[Records excerpted from a collection]
--------------------------------
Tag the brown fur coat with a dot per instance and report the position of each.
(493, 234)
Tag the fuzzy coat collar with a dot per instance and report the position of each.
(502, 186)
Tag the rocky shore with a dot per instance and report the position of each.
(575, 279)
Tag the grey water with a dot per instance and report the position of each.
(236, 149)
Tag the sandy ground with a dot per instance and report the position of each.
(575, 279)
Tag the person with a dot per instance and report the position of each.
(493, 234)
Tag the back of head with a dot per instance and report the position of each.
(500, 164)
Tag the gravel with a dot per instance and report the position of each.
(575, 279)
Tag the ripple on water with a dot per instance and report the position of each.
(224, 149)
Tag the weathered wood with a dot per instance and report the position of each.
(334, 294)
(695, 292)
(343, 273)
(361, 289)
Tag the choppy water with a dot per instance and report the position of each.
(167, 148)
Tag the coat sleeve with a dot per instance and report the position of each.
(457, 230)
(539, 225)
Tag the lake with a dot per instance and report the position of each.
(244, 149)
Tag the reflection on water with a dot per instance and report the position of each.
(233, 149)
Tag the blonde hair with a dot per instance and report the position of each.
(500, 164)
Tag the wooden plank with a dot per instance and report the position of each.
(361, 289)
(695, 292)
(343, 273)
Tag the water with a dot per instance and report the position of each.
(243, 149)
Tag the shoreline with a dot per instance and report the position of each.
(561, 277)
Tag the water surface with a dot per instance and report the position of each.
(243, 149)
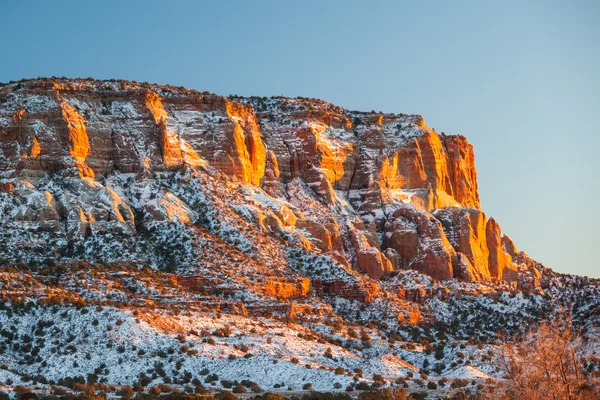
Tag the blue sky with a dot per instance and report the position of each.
(520, 79)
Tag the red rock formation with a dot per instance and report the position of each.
(370, 190)
(500, 264)
(419, 240)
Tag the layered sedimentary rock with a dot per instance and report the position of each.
(372, 192)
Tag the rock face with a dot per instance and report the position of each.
(92, 163)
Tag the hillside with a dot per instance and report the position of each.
(158, 235)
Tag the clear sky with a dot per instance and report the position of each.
(520, 79)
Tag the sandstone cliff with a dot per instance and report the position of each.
(94, 169)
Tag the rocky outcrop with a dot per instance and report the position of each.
(420, 242)
(375, 192)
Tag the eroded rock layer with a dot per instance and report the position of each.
(102, 169)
--------------------------------
REQUIRED WORK: With the images omitted, retype the records above exactly.

EXERCISE RESULT:
Tag the brown fur coat with a dot per instance and report the position of each.
(493, 234)
Tag the fuzzy coat collar with a dot per instance and report the position of each.
(502, 186)
Tag the rocky shore with a dot per instance and report the position of each.
(575, 279)
Tag the grey water with a dot per instance and report the position of each.
(236, 149)
Tag the sandy ground with a dot per instance and report the position of each.
(575, 279)
Tag the person with a dot per instance and report the position of each.
(493, 234)
Tag the back of head with a dot per instance and report the position of each.
(500, 164)
Tag the gravel with a dot per instance and report the position of each.
(575, 279)
Tag the ripple on water with a dot per instance and report the position of each.
(224, 149)
Tag the weathered wood with a dot per instance and report the position of each.
(334, 294)
(695, 292)
(343, 273)
(361, 289)
Tag the choppy water with a dot per instance and report the position of each.
(167, 148)
Tag the coat sleeve with a dot per instance and report the position of each.
(457, 230)
(539, 225)
Tag the lake with a dot per instance and report the position of each.
(244, 149)
Tag the reflection on water with a dot per instance and report the position of each.
(233, 149)
Tag the blonde hair with a dot per instance and report the position of each.
(500, 164)
Tag the wooden plank with a dot per instance and report the position of each.
(361, 289)
(695, 292)
(343, 273)
Tag the water with a dot per instance and report the position of each.
(243, 149)
Tag the shoreline with a dot per instance and report the position of each.
(561, 277)
Tag the water surface with a dot per instance and report the position of each.
(243, 149)
Tag the blue sky with a dot per instance and report the position of each.
(520, 79)
Tag the red rock formation with a dot per instance and report the position of each.
(370, 190)
(500, 264)
(419, 240)
Tag the layered sedimentary rock with a dot per instance and report the position of each.
(372, 192)
Tag the rock face with a dot per instance and report the position of each.
(92, 163)
Tag the hillside with a dot per instance and report the position of each.
(158, 235)
Tag the clear sky with a dot per instance and report the position of each.
(520, 79)
Tag the sandstone cliff with a dot per instance and report the position of each.
(94, 169)
Tag the rocky outcrop with a dot per instance and report the position of each.
(420, 242)
(375, 192)
Tag the eroded rock layer with a dot per instance and report the position of each.
(102, 169)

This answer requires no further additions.